[Natural-language object grounding data]
□ □ □

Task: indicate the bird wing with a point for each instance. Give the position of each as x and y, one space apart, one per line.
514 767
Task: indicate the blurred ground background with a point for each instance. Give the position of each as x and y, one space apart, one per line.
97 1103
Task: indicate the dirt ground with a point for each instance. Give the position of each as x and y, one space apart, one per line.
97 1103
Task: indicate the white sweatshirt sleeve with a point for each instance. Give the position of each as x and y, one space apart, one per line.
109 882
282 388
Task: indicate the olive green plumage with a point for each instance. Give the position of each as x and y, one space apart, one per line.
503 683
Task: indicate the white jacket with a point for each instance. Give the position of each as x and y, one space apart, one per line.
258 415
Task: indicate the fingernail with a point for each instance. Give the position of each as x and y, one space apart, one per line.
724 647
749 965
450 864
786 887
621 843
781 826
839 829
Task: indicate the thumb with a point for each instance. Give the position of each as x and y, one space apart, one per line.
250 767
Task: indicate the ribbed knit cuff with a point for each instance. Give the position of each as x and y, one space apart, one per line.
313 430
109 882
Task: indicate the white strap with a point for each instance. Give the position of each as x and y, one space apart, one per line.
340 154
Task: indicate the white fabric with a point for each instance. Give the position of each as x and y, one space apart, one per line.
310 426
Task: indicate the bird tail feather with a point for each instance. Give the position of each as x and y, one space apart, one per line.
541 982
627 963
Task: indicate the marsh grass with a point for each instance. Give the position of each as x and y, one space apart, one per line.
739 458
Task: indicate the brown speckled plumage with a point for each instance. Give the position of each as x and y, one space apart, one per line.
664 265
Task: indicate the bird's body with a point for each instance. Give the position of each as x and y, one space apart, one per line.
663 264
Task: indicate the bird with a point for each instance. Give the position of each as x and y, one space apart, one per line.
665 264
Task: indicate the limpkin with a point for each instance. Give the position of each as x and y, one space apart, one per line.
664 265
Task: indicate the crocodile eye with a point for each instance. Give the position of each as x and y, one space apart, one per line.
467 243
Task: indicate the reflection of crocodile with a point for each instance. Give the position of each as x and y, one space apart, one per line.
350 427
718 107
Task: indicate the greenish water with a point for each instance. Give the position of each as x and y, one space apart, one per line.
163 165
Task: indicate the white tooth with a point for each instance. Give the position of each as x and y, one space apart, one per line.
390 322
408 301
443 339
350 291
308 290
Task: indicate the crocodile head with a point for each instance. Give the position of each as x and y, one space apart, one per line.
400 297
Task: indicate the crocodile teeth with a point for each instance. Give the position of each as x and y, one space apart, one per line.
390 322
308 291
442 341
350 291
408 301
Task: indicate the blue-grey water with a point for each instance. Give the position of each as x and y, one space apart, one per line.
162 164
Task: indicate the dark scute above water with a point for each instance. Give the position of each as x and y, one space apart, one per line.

□ □ □

* [WHAT THE EXERCISE ASKS]:
All entries are to be repeated exactly and completely.

* [ANSWER SECTION]:
Task: indicate the bird wing with a point for each instance. Give the position of each as x and y, one space apart, one per line.
514 767
Task: indicate the blurred ground background with a point for each instance. Give the position of each as x and y, one space apart, one per line.
97 1103
Task: indicate the dirt ground with a point for each instance. Give the position of each as x and y, one space apart, one per line.
97 1103
Task: indicate the white sweatshirt sleeve with a point for each instance. Give the position of each as x and y, one space apart, one per line.
109 882
282 388
Task: indicate the olive green plumage with a point for each instance. Give the position of each as x and y, one space apart, one per line.
503 683
Task: indicate the white jacket with a point for each instance. Give the position of each as x and y, one space apart, one per line.
258 415
Task: indicate the fingernail with a point for each instance. Give the position of each as x and y, one space apart, one per line.
724 647
749 965
450 864
786 887
621 843
781 826
839 829
Task: indicate the thumb with a point for each instance. Give the position of each as x and y, one space apart, one per line.
250 767
Task: indicate the ribbed knit cuff with a point for each instance. Give the position of each as x and y, one space apart, one per line.
313 430
109 882
Task: indicate the white strap with a point for each instance. Give the position of each as x and y, one space apart, one per line.
340 154
Task: indicate the white fabric with a point for each instance. Give the position of each as x and y, one space apart, one per line.
310 426
Task: indicate the bird tail feather with a point for each instance. Give the position of each as x and y, one space apart, one per line.
541 982
627 963
Task: indicate the marsh grass with a point for each instance. Give the position of each as x and y, one space apart, one per line.
739 458
Task: indicate the brown speckled plumage with a point for each instance. Give the position of each as x and y, one space apart, one per line.
664 265
Task: indicate the bird's body with a point for each instance. Give the position of each as x and y, one space apart, one per line.
663 264
Task: indicate the bird with a point for each instance. Give the position of each as x and y, one space apart, one per line.
665 264
Task: indicate the limpkin with a point for each instance. Give the position of each as x and y, one space apart, one per line.
664 265
Task: indicate the crocodile eye with a point for each instance. Give the position of each as x and y, one space apart, one per line.
467 243
Task: indicate the reflection of crocodile with a point for each instance. Give the position of each as x and y, one space apart, one per line.
350 427
718 107
Task: indicate the greenish water with a point for each instance. Give the position of each as x and y, one space apart, one per line.
163 165
Task: indicate the white tooth with a point for each instance. Give the position of each as x and y, one space apart, one per line.
390 322
408 301
443 339
350 291
308 290
Task: indicate the crocodile head with a point for each instance. Give the position of each as x and y, one space apart, one per line.
400 297
Task: indicate the crocodile teeth with a point for each instance. Give the position of each as x and y, one space apart, one per line.
390 322
308 291
442 341
350 291
408 301
Task: indicate the blue-grey water with a point for each instance. Give the position of each as x and y, one space apart, one per line.
162 164
Task: indicate the dark scute above water with a point for each instance. Give the position of each as x and y, one space apart, one per line.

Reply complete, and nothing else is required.